# [Stated task]
Would you restate, exactly as they appear, the lines from the one containing "Could you please spot the baseball player" through the end of the data below?

# [Supplied data]
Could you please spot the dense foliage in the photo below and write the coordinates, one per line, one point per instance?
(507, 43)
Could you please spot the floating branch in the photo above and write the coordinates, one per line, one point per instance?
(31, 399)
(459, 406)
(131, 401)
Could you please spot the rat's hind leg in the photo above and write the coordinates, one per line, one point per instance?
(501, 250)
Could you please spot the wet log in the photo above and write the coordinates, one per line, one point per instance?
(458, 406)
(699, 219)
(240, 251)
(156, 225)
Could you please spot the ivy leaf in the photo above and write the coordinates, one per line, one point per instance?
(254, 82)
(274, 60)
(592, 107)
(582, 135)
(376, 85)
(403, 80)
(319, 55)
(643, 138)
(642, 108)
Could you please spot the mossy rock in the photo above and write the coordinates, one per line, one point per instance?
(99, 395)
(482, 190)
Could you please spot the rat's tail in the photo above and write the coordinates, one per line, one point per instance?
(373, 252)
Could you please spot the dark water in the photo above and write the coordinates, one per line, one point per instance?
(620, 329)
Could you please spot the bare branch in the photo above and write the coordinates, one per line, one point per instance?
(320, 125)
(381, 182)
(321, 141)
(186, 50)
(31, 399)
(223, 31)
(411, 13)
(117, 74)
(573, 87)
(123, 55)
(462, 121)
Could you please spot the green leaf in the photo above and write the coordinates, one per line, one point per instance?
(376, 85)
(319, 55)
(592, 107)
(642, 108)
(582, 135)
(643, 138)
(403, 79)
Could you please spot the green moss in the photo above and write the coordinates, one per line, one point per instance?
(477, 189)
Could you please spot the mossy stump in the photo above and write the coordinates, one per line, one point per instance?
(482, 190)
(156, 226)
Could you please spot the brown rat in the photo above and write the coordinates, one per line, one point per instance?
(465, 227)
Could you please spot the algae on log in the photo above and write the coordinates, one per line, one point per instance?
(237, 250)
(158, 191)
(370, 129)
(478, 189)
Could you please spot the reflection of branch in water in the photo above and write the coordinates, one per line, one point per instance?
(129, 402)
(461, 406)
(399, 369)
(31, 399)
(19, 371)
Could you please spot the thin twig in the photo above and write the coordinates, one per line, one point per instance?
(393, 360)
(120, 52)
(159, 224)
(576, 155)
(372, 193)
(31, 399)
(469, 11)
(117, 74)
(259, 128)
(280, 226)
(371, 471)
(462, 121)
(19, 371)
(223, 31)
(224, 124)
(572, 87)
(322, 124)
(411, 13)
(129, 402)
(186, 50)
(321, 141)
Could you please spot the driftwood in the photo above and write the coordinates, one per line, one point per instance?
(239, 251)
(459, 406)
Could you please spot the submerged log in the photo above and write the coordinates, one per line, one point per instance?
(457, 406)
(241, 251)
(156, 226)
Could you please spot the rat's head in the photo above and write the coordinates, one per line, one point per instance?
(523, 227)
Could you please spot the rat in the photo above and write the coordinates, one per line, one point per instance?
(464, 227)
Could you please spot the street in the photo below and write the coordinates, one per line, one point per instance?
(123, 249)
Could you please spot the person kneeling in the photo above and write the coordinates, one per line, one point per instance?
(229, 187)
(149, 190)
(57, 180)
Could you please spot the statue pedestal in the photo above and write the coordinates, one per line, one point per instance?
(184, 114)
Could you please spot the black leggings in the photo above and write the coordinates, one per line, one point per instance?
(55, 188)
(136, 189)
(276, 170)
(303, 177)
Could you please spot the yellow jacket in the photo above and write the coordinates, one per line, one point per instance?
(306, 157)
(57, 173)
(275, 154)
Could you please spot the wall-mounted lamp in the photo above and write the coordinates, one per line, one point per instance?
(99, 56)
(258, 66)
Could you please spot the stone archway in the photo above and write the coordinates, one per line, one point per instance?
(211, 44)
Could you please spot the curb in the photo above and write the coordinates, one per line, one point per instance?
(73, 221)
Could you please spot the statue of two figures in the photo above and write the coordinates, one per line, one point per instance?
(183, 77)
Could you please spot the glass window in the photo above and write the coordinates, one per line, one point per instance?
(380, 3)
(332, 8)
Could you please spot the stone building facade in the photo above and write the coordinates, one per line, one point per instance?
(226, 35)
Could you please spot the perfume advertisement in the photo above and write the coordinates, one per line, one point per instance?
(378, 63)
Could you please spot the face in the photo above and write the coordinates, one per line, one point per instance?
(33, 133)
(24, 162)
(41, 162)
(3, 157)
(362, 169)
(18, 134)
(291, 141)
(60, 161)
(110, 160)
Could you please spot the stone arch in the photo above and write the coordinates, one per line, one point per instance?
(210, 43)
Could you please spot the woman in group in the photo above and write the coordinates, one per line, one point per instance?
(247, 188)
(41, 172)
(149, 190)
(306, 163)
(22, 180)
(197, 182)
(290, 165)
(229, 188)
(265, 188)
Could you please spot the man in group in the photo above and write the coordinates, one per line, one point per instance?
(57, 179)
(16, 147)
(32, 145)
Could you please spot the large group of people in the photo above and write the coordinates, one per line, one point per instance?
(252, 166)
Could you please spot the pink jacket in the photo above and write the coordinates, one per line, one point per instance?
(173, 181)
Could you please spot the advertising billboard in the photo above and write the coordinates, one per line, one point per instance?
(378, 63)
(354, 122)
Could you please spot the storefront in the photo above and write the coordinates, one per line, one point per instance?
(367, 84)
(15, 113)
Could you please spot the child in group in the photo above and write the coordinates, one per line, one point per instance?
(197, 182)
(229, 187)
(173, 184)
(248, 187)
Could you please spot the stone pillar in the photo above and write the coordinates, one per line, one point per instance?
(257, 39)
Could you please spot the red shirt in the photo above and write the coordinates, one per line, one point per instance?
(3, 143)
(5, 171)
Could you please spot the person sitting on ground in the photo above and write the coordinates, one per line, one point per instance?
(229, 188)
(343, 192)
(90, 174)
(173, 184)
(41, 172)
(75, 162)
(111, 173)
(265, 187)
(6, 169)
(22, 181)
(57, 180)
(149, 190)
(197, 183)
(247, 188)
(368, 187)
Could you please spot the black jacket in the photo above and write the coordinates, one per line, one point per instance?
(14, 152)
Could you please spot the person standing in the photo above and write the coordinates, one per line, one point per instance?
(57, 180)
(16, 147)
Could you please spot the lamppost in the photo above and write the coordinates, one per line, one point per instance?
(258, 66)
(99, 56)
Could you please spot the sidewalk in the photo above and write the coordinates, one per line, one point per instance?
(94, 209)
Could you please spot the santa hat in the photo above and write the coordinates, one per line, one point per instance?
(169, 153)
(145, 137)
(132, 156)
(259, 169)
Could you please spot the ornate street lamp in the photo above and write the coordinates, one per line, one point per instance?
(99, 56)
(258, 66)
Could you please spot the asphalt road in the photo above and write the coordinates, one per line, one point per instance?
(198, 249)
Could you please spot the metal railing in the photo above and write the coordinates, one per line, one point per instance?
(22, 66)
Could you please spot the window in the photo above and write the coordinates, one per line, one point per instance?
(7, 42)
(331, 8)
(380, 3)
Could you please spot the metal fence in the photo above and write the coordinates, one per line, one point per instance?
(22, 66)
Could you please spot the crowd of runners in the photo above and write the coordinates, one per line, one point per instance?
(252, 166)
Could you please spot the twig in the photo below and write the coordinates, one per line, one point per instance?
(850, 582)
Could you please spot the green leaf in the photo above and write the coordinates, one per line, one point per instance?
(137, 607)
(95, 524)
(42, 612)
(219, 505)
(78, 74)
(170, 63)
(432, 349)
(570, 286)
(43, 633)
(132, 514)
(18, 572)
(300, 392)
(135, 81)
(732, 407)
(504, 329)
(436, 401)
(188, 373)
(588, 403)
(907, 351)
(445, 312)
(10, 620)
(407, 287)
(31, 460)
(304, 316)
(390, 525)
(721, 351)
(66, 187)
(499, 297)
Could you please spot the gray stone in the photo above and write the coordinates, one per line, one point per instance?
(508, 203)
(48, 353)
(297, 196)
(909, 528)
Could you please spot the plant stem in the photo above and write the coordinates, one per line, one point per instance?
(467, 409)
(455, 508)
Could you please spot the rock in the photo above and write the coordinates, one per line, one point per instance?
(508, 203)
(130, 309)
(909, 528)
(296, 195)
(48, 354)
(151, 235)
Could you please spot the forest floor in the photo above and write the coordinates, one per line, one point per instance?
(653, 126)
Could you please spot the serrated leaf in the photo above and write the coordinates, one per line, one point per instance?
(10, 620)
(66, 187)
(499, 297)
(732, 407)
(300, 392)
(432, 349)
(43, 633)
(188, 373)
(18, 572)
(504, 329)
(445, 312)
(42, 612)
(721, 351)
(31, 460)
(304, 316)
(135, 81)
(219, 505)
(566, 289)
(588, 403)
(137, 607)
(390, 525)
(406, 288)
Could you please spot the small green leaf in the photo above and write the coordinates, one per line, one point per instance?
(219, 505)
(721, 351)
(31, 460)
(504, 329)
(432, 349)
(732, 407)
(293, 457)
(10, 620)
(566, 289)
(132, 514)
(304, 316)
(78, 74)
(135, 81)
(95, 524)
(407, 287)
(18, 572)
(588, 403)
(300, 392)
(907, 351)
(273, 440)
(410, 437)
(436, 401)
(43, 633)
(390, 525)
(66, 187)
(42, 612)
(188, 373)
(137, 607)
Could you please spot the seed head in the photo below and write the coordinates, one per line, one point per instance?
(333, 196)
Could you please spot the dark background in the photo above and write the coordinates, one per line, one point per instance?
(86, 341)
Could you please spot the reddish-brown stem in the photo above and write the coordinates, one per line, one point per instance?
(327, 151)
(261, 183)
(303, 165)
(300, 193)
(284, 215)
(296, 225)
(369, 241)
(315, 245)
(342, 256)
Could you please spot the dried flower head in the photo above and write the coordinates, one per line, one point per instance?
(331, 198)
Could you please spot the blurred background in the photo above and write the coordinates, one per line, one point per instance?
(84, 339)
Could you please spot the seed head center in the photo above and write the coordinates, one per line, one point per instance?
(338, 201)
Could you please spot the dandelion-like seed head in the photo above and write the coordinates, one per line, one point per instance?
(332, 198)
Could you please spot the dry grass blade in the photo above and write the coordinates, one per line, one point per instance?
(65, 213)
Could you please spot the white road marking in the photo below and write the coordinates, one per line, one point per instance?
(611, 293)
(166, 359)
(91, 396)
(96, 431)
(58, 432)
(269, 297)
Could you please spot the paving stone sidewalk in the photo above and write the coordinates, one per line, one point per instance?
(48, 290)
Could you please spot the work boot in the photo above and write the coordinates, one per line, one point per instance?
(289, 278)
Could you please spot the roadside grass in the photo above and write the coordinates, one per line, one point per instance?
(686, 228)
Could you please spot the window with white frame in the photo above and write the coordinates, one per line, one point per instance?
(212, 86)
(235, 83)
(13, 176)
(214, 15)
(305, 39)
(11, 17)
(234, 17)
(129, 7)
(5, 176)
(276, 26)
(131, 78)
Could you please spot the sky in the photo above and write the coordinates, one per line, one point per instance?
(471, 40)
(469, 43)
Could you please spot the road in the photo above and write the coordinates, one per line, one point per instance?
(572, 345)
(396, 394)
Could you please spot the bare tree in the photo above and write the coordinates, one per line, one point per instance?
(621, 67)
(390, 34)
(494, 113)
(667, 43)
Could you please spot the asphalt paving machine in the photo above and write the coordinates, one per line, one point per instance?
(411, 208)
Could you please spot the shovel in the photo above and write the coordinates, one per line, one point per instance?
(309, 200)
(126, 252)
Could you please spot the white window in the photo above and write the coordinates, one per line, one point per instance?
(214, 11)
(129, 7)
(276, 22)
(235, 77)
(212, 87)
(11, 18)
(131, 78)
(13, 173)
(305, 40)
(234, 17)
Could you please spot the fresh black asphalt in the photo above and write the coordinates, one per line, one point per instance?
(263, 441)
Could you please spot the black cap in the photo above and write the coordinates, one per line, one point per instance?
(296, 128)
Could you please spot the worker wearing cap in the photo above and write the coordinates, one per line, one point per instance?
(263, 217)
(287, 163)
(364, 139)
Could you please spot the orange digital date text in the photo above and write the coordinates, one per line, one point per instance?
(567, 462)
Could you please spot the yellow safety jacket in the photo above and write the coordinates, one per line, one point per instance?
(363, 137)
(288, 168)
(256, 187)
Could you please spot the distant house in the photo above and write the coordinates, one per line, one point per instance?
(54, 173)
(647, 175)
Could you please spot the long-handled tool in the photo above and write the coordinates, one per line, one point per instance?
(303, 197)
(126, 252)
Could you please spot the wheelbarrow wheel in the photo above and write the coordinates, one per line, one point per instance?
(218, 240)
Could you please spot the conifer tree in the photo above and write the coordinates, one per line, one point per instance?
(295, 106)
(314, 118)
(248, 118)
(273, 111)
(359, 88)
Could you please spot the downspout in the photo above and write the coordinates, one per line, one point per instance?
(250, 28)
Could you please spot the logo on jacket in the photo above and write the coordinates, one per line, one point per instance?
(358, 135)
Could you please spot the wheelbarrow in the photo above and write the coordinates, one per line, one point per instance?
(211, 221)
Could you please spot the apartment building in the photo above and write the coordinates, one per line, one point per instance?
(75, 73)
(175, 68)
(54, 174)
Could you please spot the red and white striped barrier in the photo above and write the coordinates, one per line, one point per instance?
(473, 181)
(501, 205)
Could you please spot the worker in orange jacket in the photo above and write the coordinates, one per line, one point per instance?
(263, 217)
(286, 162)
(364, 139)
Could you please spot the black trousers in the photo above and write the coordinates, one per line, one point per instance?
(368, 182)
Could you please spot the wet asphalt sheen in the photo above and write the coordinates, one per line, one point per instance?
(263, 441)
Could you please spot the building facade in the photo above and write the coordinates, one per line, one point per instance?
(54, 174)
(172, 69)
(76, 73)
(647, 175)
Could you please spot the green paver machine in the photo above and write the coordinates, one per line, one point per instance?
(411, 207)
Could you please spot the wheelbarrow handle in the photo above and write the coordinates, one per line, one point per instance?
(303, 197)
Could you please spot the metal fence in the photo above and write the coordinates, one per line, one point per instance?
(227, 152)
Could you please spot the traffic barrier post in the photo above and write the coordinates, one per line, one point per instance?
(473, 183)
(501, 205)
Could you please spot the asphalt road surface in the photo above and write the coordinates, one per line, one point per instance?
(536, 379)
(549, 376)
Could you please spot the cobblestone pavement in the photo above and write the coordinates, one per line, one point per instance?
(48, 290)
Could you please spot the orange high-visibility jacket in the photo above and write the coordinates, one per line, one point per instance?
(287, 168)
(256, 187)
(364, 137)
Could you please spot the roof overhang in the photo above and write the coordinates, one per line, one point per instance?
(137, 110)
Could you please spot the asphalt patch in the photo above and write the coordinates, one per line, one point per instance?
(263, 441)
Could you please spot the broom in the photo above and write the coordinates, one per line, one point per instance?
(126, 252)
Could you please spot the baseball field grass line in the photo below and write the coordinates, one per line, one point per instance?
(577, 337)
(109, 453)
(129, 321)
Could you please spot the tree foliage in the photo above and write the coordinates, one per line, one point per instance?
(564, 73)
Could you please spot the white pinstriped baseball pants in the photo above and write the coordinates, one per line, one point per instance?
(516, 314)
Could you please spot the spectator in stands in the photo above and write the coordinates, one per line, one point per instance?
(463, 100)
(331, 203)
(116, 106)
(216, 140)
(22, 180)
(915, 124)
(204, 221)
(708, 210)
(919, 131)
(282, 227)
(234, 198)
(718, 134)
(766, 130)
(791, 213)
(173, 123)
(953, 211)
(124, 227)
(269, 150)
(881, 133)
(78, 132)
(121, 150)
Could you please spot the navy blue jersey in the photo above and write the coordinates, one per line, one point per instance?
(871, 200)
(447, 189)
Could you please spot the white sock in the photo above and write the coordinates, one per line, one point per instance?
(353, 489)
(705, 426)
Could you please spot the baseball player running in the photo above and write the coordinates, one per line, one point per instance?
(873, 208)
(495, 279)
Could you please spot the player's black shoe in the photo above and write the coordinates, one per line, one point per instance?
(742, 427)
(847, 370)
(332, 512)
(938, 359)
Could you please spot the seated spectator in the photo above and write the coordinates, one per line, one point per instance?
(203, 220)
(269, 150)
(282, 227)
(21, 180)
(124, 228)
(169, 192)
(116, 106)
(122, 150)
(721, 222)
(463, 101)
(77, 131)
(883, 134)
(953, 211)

# [Answer for this exercise]
Could you please spot the baseball player running in the photo above and write the coordinates, one per line, one point per instance?
(873, 208)
(495, 279)
Could you please spot the player's black shoe in the photo above and write the coordinates, one per line, one point per instance?
(742, 427)
(847, 370)
(332, 512)
(938, 359)
Could you please spot the seated spectator in the photo above and write the coordinates, one per line, one point per instance?
(203, 220)
(269, 150)
(282, 227)
(21, 180)
(124, 228)
(169, 192)
(116, 106)
(122, 150)
(721, 222)
(463, 101)
(77, 131)
(883, 134)
(953, 211)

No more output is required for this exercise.